__PAGE EXCERPT__.
Just when I had become jaded to the fact that baseball is still being played during a pandemic that has claimed 194,000 American lives, MLB found yet another way to recklessly endanger the safety of its players. Wildfire smoke has filled much of the west coast, and it was especially thick in Seattle yesterday when the A’s and Mariners were scheduled to play a doubleheader.
The Air Quality Index reached a maximum of 283 during play which is in the “Very Unhealthy” range and approaching the “Hazardous” range. The smoke was visible throughout the broadcast and pervaded the entire field.
No matter the condition, Laureano will always make incredible plays pic.twitter.com/6MxvEOiedk— A's on NBCS (@NBCSAthletics) September 14, 2020
Members of the A’s had some pointed words about the decision to still play in such obviously unhealthy conditions. A’s manager Bob Melvin said that he was under the impression the cutoff for air conditions was 200, and they were well above that all day. Jesús Luzardo said that he was gasping for air.

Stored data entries
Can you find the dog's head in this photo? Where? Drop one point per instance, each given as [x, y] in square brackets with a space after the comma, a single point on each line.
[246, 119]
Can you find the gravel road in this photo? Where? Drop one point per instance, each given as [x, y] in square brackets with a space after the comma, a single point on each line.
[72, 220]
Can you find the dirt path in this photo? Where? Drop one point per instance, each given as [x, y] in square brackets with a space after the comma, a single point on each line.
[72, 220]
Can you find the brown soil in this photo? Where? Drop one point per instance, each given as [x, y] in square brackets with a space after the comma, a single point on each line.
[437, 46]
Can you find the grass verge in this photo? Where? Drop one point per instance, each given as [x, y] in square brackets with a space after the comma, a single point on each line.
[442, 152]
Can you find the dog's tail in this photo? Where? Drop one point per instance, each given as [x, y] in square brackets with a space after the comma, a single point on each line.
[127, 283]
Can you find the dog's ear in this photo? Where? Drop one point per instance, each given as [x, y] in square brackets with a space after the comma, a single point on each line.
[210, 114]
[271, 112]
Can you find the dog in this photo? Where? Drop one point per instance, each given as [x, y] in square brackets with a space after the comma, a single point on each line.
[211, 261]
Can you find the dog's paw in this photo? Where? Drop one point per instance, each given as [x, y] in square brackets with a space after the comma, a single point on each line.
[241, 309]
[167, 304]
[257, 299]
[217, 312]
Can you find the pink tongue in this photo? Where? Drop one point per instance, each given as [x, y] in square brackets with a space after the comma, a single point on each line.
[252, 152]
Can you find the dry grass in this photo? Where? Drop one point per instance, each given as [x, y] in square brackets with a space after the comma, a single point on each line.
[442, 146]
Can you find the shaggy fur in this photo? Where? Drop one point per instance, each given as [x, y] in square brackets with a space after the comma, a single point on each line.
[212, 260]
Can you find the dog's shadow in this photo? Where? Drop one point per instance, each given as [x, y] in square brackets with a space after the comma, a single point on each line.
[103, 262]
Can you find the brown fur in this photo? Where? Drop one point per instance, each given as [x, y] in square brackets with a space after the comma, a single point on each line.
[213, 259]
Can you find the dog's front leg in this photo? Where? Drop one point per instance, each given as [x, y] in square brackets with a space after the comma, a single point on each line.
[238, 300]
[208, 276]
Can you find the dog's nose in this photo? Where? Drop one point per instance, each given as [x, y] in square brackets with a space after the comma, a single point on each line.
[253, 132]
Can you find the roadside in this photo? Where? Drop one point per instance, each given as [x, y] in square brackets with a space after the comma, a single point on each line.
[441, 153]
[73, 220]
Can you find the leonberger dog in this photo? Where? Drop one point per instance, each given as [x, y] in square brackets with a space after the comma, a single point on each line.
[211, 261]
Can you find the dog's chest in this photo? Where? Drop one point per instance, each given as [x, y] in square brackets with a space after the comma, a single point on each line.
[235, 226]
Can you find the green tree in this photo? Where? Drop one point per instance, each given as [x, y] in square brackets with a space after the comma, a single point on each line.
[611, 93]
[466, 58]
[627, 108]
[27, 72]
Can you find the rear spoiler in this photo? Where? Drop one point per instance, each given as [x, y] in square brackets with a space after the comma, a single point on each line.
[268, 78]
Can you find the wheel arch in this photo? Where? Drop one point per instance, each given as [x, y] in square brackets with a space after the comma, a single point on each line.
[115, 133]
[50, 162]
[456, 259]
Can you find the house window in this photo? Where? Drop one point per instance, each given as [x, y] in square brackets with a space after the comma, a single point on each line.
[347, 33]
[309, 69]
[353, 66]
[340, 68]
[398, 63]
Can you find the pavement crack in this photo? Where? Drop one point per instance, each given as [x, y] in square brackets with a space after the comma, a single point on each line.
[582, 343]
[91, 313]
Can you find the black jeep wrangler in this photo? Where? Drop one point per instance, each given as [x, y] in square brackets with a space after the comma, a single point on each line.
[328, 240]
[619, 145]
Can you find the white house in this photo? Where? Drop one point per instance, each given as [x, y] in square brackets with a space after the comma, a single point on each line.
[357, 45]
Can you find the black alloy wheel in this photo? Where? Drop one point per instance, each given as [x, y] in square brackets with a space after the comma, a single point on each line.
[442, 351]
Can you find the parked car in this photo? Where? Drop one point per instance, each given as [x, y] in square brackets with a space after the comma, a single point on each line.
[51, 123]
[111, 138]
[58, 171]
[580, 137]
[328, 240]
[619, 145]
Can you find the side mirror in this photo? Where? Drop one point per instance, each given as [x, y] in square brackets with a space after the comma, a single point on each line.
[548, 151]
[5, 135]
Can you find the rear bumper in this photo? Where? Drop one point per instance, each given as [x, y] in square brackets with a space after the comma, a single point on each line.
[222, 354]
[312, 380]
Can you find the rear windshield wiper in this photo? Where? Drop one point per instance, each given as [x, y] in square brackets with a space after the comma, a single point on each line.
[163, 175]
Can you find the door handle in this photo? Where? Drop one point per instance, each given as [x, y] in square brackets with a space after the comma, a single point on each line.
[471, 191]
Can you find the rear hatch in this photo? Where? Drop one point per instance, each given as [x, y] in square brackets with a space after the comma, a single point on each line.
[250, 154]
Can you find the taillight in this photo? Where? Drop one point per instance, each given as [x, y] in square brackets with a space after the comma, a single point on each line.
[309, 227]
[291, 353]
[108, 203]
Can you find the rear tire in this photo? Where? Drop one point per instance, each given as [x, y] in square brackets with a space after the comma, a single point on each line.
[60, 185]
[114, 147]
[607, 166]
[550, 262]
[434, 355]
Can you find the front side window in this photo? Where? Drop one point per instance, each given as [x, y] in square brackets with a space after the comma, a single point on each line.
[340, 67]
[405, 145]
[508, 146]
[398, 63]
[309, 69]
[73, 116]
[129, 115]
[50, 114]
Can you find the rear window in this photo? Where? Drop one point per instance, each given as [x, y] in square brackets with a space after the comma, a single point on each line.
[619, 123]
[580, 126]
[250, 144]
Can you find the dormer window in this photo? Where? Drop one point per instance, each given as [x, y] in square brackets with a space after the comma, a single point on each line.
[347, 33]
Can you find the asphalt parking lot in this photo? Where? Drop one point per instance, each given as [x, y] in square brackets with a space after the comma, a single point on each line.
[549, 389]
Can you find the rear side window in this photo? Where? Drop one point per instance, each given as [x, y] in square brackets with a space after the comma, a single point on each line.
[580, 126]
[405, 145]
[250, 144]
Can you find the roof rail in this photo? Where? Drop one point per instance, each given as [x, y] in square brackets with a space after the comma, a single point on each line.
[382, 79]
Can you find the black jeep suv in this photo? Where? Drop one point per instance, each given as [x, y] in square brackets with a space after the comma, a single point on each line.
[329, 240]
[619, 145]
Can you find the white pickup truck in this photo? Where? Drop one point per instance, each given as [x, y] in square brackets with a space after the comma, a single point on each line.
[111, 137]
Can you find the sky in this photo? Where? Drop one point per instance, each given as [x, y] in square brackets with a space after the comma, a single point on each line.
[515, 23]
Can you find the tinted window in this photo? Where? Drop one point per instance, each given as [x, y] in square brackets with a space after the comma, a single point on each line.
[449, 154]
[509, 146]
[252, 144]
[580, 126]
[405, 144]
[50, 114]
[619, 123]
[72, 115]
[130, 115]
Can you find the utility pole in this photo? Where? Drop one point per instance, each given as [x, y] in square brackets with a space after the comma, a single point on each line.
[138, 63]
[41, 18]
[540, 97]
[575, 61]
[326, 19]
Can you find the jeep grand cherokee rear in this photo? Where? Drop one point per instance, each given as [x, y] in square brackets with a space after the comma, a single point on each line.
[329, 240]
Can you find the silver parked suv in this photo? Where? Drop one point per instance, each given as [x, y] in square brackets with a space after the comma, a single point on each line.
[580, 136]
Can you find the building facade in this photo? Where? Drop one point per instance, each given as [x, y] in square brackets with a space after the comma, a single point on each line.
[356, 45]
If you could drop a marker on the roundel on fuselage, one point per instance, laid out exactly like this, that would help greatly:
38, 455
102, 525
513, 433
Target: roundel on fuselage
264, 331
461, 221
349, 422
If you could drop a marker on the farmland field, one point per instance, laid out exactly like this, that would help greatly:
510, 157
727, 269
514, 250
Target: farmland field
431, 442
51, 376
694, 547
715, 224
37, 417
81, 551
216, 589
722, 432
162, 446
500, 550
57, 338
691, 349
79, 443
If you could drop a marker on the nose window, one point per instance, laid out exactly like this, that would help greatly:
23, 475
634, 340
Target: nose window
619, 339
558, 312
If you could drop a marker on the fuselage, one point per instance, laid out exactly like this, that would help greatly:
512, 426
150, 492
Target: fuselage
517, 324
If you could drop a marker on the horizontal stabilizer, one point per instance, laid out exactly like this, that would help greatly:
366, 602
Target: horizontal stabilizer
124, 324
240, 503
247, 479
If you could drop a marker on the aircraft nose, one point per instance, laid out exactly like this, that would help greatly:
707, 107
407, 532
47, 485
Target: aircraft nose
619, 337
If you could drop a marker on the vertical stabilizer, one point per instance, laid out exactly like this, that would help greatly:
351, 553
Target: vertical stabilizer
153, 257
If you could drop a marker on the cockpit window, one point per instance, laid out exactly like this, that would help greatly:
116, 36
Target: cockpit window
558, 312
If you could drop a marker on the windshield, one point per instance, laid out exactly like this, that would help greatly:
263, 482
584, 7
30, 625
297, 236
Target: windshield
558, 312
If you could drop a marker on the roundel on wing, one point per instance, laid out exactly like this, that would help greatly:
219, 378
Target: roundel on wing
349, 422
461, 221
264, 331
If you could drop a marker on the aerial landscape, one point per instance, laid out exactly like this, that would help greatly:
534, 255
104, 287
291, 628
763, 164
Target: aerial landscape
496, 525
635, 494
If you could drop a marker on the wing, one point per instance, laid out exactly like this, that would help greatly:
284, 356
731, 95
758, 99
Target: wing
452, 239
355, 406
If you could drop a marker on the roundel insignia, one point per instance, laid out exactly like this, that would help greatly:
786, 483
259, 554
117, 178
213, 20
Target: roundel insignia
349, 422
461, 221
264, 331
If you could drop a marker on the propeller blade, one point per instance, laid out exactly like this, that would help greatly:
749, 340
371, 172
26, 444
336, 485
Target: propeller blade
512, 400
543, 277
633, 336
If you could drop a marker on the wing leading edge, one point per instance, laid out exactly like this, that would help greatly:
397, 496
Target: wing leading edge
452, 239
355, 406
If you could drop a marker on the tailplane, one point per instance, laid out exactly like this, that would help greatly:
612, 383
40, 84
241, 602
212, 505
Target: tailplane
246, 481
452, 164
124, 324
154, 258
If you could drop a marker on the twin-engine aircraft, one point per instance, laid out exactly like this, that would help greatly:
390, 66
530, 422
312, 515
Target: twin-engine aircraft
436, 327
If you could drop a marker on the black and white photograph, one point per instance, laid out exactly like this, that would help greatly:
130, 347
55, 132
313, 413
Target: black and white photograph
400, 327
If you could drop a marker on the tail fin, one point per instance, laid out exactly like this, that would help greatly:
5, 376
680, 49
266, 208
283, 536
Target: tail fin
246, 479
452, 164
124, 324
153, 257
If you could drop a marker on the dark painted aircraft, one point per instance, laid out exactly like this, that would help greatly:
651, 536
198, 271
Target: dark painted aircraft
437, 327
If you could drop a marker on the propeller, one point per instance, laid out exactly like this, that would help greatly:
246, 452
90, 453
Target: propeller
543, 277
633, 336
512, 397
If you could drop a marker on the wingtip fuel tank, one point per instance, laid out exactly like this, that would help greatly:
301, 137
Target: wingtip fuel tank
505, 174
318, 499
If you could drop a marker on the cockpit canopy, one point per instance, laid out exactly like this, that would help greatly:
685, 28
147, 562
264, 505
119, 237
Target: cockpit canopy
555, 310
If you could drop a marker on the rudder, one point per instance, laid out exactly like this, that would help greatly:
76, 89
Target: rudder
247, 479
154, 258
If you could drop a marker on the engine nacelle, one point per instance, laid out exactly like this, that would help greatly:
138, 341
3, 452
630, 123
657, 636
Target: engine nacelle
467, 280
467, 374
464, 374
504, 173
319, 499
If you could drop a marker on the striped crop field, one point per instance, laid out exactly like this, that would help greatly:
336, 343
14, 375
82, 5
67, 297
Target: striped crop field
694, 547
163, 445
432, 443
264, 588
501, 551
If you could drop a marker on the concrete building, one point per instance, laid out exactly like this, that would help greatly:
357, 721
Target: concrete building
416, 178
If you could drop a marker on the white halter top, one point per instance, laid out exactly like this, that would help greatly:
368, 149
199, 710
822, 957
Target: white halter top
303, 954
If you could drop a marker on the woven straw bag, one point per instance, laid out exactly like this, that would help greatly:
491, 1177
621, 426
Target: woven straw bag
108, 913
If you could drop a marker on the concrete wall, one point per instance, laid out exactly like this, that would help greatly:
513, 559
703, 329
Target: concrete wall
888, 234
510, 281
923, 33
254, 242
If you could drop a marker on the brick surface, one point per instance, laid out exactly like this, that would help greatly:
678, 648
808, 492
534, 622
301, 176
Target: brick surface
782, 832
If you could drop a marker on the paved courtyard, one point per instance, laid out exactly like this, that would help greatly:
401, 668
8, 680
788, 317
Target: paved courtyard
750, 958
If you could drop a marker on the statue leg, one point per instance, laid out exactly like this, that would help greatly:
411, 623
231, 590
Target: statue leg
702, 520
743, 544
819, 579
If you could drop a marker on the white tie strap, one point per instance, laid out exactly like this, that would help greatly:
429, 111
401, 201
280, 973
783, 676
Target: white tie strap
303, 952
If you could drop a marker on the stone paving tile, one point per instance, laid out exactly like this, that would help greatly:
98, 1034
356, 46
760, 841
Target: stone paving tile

__REQUIRED TASKS__.
a) Answer these questions about the article on the smoke-filled A's–Mariners doubleheader in Seattle:
(i) What was the highest Air Quality Index reading during play?
(ii) What cutoff for air conditions did Bob Melvin believe was in place?
(iii) Which player said he was gasping for air?
b) Write out the passage of the article on the smoke-filled Seattle doubleheader starting with "The Air Quality" and going on through "gasping for air.".
c) Continue the article on the smoke-filled A's–Mariners doubleheader in Seattle from the point where it stops.

__ANSWERS BY ITEM__.
a)
(i) 283
(ii) 200
(iii) Jesús Luzardo

b)
The Air Quality Index reached a maximum of 283 during play which is in the “Very Unhealthy” range and approaching the “Hazardous” range. The smoke was visible throughout the broadcast and pervaded the entire field.
No matter the condition, Laureano will always make incredible plays pic.twitter.com/6MxvEOiedk— A's on NBCS (@NBCSAthletics) September 14, 2020
Members of the A’s had some pointed words about the decision to still play in such obviously unhealthy conditions. A’s manager Bob Melvin said that he was under the impression the cutoff for air conditions was 200, and they were well above that all day. Jesús Luzardo said that he was gasping for air.

c)
Jesús Luzardo on the air quality: "When I came out it was at 284. I'm a healthy 22 year old I shouldn't be gasping for air, or missing oxygen when I'm getting to the line. I'll leave it at that."— Shayna Rubin (@ShaynaRubin) September 14, 2020
Jake Diekman tried to get some answers on Twitter, but at the time of writing, there had been no response or general statement from MLB on why these games were played.
This is unconscionable under any circumstance, but the decision to play in a cloud of smoke during a pandemic that attacks the respiratory system is especially egregious. Luzardo, a healthy 22-year-old, found it difficult to breathe, and not everyone in the stadium is a young, world class athlete. The grounds crew, umpires, camera operators, and every one else necessary to play a baseball game also had to breathe toxic air all day.
Safety, of course, isn’t the priority for MLB. Earlier on Monday, Evan Drellich reported that Rob Manfred hopes to have fans at the League Championship Series and World Series. Manfred supposedly said with a straight face
But you know, the clubs, the industry, we lose about 40 percent of our revenue when we play without fans. Remember it’s not just the tickets, it’s tickets, it’s concessions, it’s parking, it’s the merchandise that gets sold in the stadium.
The owners have made a massive economic investment in getting the game back on the field for the good of the game. We need next year to be back in a situation where we can have fans in ballparks in order to sustain our business. It’s really that simple
And this was on the same day the Wilpons, who bought the Mets for ~$400 million in 2002, sold the team for $2.475 billion. FOH.